## Excerpted text
The spokesperson said HIPAA prevents them from releasing any information that may be used, “even through the process of elimination,” to identify someone, including specific locations of individuals, such as a person’s address, without their consent.
Law professor at the University of Texas Elizabeth Sepper said HIPAA can often be misused.
“HIPAA is easy to invoke and is hard to understand, and health care providers are scared of it, so it has often been used it as a shield to prevent information from getting out,” she said.
She pointed to the fact that many states are disclosing where infections are in nursing homes.
“Letting people there know are a certain number of cases in a nursing home is highly unlikely to run into any of these privacy protections. It’s not about an individual, it’s about a population. Now if you were to disclose addresses of single residences, that would go too far,” Sepper said.
She gave an example of how health information was being used in a de-identified way: Austin has released the number of cases in various zip codes.

## Work order 1
List each distinct proper name (person, institution, law, or place) that appears in the passage on HIPAA, counting a repeated name only once.
## Work order 2
Write a continuation of the passage on HIPAA and health privacy, starting right after its final sentence about Austin.
The records that come next have no connection to the passage on HIPAA.

(Stored data)
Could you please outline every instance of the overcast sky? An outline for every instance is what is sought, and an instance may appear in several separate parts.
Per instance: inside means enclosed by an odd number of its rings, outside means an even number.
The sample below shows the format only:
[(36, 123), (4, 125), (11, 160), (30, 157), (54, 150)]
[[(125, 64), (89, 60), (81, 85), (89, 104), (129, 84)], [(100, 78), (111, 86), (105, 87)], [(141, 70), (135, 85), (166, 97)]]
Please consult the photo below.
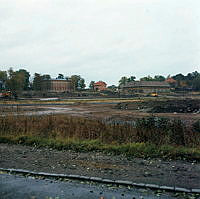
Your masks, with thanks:
[(122, 76), (200, 71), (200, 0), (0, 0), (0, 70)]

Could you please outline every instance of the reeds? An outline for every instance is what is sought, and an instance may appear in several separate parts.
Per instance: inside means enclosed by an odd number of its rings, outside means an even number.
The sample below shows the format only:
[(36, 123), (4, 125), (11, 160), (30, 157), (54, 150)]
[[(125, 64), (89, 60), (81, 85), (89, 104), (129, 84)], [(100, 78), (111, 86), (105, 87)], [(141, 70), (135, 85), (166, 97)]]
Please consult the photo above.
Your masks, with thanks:
[(180, 120), (149, 117), (133, 124), (107, 124), (103, 121), (66, 115), (0, 117), (0, 136), (34, 136), (48, 139), (99, 140), (104, 144), (150, 143), (200, 147), (200, 132)]

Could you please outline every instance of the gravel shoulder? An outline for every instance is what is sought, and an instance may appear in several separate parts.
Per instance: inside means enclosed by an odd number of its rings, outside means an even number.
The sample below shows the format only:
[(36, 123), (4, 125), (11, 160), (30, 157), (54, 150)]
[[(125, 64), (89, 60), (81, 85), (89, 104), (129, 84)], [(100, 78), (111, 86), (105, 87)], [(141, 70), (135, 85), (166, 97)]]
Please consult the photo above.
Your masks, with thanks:
[(200, 188), (200, 163), (0, 144), (0, 167)]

## Written response 1
HIPAA
University of Texas
Elizabeth Sepper
Austin

## Written response 2
“I think who this most affects are residents and their families who need to make decisions with full information. Are they be safe where they are living? Or will they be safer somewhere else?”
Sepper said it’s undeniable that many long-term care facilities will have cases of COVID-19, but she explained that what families don’t want to see in their loved ones’ home is a “spread” of cases.
“You want to see that these facilities are able to contain and to prevent infection,” she said.
James G. Hodge, Director at the Network for Public Health Law, said public concerns like that have to be balanced with these residents’ privacy.
“These are such sensitive matters,” he said.
He said state privacy laws can vary, and so can emergency declarations during a health crisis, so that was why we’ve seen such different responses nationwide.
“What they disseminate publicly is up to state health departments — some of which are more super sensitive about the type of info they disclose. What they don’t want to do is reveal the identity of certain patients,” he said. “In other jurisdictions, they are more conscientious, saying ‘Hey, if we can put out aggregate data about non-specific cases, we are going to share that with the community so they can make good judgments.'”
He said even releasing generic data can risk identifying a COVID-19 patient sometimes by the process of elimination.
Still, Hodge emphasized the importance of facilities reporting accurate numbers to local and state health officials.
“It’s about making sure state public health authorities know where the real risks lie, so they can notify EMS and other providers as well,” he said.
Dr. Catherine Troisi, an epidemiologist with the School of Public Health at UTHealth in Houston, said she’s not sure what the general public would gain by knowing which facilities have cases.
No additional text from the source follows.